EXCERPTED PASSAGE:
==============================

Showing posts with label belonging. Show all posts
Showing posts with label belonging. Show all posts

Monday, 3 October 2016

Where are you from?


This is the question I often need to answer. There is nothing wrong with such a question in general terms, but for quite a while it irritated me and even upset me sometimes. I have not felt comfortable with my emotional reaction. I wondered if somewhere in my deep subconscious I felt inferior for being Polish. I did not like such an option, but maybe it was something in it after all. People in the old communistic block had a different lifestyle, substandard regarding affluence. The difference made us feel inferior to some extent, and the value of culture and richness of intellectual life was considered to be compensation. The system now belongs to the past and some changes in Polish societies are not necessarily positive.

I was born Polish, and now I live in Australia. Most of the time, I feel that I am an Australian. I retained my “charming” accent, but even being aware of that accent does not make me feel any worse or different. We have so many accents here, in Australia.

So, why the question irritates me still? I sometimes even answer – From Mosman – playing innocently unaware of the real intention of the question. Mosman is the suburb I live in. On the question of nationality, I answer – Australian. This is true; I have a dual nationality. I am not a person who invites controversy. At least, not often. So, why do I bite in this case? Suddenly, the reason and justification for my reaction came to me. I realized that such a question marks one as different, not belonging. This is an excluding question if asked early in a conversation and without any practical need to know the answer.
                                   

In times of the refugee’s issues bothering the world, it is particularly important to think twice before we mark someone as being on the outside and not allowing them in. I am not going to fight any battles in this post, I have not thought it through enough, but I know that classifying someone as an outsider, hurts. If we do so, let’s realize the hurt of the other as well as our own need for security which may be based on false grounds.

Wednesday, 4 November 2015

On belonging and Melbourne Cup


People who know Australia, understand that Melbourne Cup day, the first Tuesday of November is very special time to most Australians. Not exactly a national holiday but definitely a national day to celebrate this very special thoroughbred horses race, the race which stops the nation.

In my first year in Australia I was introduced to the rules of the day. The rules one has to follow if one wants to belong. First of all you need to place a bet either directly with TAB, Australia's Number 1 racing betting place, or through a sweep stake of a place you spend your Melbourne Cup in. The second rule is that you have to drink champagne and the third one obliges women to wear a hat or a fascinator. You just have to do it to feel an Australian. I, like most people, like to feel that I belong. My earlier post  covered my sentiments and thoughts on the subject.

I follow the Melbourne Cup rules except about the bit of wearing a hat or a fascinator. Maybe I need to put some more attention to it the next year and get myself something pretty, even though I think it is a bit silly.

==============================

GIVEN RECORDS:
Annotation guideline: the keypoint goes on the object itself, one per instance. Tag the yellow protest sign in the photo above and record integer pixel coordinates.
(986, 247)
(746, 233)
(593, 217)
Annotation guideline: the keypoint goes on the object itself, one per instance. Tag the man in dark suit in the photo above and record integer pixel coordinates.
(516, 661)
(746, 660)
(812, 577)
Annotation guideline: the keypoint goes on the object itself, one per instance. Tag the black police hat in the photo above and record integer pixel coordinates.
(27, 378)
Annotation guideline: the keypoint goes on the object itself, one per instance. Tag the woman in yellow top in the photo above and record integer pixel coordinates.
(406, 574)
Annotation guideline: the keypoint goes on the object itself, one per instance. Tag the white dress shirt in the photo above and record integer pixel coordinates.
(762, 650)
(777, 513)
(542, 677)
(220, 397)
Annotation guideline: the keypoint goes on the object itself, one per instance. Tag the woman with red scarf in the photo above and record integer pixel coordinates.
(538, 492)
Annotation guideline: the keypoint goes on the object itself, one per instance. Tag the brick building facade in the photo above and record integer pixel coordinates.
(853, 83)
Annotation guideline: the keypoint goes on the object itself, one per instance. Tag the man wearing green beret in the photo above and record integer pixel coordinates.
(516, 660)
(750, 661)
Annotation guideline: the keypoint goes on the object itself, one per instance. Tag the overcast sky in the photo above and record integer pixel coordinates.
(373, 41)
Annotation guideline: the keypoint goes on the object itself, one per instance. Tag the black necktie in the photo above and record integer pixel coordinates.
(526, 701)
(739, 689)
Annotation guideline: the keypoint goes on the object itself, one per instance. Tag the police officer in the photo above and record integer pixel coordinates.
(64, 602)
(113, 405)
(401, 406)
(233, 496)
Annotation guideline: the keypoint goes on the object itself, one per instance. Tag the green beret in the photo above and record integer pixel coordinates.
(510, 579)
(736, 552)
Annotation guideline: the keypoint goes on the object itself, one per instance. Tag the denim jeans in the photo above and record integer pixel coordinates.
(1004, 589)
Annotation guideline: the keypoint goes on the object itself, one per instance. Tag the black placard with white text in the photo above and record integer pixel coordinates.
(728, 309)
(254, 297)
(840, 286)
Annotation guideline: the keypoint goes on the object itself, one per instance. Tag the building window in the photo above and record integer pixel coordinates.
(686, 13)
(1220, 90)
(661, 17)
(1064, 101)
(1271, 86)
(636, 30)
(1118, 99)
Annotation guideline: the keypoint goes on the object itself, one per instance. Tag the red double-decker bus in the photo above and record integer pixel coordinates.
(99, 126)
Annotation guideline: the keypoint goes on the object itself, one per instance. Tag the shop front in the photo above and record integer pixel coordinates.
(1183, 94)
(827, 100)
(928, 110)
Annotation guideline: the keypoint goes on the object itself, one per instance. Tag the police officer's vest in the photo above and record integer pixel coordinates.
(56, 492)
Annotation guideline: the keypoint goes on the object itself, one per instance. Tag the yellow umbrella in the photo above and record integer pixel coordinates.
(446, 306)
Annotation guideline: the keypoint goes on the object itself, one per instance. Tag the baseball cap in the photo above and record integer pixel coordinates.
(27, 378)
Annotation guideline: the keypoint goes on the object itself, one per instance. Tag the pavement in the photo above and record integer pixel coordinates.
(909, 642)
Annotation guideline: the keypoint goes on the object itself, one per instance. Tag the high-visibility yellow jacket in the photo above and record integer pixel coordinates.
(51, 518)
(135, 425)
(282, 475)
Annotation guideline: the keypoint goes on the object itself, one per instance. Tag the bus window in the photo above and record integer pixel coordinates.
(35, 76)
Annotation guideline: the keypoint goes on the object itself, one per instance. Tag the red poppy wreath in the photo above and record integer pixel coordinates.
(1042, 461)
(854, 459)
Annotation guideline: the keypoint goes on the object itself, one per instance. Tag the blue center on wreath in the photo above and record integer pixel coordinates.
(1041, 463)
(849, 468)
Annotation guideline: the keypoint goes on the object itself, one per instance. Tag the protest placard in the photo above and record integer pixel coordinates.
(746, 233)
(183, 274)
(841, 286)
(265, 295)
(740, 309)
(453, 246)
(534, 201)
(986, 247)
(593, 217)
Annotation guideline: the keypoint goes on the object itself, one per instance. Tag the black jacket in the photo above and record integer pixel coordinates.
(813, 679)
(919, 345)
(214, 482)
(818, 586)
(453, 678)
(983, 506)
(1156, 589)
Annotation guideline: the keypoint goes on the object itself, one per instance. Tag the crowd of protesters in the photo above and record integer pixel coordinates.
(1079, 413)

==============================

WRITTEN INSTRUCTION:
How would you put this sentence from the blog posts on belonging into Spanish: "We have so many accents here, in Australia."

SOLVED PROBLEM:
Tenemos tantos acentos aquí, en Australia.